Task inputs –
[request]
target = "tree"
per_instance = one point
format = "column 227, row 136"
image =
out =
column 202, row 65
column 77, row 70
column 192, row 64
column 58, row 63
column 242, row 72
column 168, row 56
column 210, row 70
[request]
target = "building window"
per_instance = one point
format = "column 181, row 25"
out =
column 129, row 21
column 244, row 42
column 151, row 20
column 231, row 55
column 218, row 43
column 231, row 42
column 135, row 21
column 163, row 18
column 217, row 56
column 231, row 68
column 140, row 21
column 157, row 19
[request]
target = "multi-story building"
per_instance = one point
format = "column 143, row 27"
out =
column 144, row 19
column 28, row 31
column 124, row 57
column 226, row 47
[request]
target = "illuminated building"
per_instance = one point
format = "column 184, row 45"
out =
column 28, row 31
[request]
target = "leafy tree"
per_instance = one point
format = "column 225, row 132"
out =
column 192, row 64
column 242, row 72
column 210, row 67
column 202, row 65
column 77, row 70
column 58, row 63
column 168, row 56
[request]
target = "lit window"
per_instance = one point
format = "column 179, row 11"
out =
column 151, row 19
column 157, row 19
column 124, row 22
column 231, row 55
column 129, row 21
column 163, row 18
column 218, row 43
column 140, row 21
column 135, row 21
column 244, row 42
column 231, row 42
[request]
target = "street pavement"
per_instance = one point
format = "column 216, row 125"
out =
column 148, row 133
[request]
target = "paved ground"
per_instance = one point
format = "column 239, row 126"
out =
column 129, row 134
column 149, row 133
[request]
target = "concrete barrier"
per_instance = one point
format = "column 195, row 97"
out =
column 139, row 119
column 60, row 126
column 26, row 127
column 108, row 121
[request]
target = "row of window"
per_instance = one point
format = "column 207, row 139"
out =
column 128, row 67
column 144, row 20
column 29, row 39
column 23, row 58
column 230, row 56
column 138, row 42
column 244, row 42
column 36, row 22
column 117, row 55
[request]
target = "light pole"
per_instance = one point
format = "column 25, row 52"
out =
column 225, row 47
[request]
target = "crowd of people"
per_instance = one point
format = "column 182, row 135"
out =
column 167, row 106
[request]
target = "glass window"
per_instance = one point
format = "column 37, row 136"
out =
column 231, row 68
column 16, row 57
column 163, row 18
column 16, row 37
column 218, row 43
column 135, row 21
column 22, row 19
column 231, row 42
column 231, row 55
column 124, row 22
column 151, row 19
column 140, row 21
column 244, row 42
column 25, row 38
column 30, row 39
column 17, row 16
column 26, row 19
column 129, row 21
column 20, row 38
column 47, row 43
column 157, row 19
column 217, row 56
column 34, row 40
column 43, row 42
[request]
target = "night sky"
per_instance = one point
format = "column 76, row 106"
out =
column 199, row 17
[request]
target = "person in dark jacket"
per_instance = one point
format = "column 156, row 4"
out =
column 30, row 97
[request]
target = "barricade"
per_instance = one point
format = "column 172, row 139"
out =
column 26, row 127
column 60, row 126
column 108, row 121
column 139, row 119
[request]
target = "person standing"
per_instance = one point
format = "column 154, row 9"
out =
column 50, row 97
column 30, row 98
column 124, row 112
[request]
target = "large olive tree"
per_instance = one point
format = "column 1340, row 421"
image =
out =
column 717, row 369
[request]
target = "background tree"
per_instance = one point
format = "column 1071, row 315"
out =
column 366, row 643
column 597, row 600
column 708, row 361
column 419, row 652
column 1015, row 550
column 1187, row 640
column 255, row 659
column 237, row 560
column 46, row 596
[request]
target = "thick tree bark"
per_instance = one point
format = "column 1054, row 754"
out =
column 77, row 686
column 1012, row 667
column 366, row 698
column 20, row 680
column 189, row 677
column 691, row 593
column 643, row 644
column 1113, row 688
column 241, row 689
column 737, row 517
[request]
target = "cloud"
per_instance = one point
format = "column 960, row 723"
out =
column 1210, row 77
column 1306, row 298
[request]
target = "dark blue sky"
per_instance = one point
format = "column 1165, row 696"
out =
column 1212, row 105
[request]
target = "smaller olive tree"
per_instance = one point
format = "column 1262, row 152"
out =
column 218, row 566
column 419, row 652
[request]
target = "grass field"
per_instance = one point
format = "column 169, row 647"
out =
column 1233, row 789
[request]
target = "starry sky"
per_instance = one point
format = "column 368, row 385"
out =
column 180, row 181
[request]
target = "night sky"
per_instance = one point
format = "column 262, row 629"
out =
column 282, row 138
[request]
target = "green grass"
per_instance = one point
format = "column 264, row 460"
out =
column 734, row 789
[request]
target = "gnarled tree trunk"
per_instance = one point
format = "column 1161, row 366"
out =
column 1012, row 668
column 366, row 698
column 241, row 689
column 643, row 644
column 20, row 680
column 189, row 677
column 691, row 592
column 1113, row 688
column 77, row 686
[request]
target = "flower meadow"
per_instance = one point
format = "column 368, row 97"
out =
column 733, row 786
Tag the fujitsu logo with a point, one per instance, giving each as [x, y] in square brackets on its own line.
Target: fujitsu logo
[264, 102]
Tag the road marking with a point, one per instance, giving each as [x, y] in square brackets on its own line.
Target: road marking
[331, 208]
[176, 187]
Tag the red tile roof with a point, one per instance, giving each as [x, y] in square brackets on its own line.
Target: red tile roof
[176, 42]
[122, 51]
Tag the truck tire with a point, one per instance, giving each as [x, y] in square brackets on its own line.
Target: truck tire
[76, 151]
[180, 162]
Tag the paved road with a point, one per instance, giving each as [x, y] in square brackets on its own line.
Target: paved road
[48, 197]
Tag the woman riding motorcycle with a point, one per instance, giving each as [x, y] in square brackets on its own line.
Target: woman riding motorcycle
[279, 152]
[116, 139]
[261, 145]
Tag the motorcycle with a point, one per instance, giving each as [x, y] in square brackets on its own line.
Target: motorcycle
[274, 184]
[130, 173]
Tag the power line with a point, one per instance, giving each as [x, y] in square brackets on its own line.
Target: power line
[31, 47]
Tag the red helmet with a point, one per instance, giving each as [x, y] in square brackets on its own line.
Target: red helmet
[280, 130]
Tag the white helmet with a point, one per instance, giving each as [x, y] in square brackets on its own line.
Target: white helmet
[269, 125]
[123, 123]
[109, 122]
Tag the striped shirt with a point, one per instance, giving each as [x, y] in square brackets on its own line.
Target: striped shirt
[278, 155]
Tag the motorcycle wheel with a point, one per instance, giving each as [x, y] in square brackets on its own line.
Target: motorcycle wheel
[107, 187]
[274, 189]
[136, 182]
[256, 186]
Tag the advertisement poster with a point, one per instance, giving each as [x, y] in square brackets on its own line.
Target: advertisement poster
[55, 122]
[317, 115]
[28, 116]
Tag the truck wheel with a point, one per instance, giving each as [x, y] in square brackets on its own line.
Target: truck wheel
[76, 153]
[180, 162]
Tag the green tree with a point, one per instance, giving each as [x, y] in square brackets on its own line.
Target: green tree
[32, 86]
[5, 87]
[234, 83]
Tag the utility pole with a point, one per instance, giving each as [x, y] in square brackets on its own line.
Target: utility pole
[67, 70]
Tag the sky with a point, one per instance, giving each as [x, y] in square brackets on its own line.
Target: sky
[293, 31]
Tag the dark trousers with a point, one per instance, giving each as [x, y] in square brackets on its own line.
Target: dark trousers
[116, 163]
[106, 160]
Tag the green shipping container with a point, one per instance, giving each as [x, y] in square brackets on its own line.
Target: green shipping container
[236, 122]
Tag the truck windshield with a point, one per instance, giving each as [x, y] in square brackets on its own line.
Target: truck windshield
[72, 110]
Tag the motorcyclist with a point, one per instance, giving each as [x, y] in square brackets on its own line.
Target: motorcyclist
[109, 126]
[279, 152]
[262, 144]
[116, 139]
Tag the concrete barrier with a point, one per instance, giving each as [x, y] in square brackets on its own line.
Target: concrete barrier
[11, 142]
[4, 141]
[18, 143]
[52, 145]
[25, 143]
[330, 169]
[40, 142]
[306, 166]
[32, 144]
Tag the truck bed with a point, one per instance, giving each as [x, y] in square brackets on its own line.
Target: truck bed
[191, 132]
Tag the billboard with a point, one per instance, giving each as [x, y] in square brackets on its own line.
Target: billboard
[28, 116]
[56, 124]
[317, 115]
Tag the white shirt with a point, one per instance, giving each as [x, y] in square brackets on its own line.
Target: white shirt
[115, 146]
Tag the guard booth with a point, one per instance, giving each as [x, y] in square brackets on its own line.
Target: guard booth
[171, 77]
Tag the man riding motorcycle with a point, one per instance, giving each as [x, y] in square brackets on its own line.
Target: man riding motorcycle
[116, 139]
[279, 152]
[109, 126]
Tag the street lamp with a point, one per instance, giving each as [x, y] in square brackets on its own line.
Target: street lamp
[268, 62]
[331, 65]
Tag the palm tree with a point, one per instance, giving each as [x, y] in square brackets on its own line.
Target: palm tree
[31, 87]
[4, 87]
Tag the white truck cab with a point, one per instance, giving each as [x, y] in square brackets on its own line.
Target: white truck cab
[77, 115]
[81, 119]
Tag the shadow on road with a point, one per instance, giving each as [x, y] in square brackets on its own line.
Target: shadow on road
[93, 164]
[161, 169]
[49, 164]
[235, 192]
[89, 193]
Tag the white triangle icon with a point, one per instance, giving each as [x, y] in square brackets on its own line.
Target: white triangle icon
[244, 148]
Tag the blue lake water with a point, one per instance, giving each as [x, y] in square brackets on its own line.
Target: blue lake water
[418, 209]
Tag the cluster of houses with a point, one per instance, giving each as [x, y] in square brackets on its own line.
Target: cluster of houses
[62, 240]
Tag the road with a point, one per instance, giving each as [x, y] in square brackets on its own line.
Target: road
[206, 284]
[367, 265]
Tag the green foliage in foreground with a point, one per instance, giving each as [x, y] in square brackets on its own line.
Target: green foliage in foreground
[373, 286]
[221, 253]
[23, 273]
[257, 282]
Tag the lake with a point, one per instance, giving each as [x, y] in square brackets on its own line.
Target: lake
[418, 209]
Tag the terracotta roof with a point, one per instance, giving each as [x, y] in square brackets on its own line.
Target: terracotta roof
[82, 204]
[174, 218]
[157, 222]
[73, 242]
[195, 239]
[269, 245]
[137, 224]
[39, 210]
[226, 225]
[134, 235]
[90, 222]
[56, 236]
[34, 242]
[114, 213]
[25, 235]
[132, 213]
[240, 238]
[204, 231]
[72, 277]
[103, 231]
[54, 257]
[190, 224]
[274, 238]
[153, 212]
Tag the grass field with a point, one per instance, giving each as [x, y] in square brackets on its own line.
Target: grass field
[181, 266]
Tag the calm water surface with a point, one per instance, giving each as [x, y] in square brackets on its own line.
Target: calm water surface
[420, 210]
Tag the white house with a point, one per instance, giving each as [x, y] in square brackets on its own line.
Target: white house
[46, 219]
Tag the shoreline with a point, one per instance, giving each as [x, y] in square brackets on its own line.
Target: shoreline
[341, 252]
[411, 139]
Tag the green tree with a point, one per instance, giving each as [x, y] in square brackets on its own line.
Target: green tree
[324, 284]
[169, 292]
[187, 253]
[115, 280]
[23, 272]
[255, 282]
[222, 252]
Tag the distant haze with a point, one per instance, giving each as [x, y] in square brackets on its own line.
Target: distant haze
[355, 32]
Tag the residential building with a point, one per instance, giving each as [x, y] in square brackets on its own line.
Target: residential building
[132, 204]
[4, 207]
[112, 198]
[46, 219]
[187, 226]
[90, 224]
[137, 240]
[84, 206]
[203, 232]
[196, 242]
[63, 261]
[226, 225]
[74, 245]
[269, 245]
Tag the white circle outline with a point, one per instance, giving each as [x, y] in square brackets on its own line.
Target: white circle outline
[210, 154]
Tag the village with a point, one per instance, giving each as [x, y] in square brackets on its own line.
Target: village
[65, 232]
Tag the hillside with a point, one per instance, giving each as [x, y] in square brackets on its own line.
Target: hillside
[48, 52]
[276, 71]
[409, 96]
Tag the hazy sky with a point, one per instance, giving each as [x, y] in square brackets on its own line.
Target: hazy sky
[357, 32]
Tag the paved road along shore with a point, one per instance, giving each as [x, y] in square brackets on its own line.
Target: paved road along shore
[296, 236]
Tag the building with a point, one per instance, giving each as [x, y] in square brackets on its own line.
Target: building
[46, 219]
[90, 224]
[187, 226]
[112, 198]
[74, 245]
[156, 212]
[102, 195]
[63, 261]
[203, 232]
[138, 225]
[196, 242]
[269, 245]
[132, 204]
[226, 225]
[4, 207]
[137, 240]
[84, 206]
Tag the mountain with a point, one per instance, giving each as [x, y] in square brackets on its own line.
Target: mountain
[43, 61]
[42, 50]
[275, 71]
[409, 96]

What the task asks –
Across the material, how many lines contain the word "window"? Only the number is wanted.

Written response –
4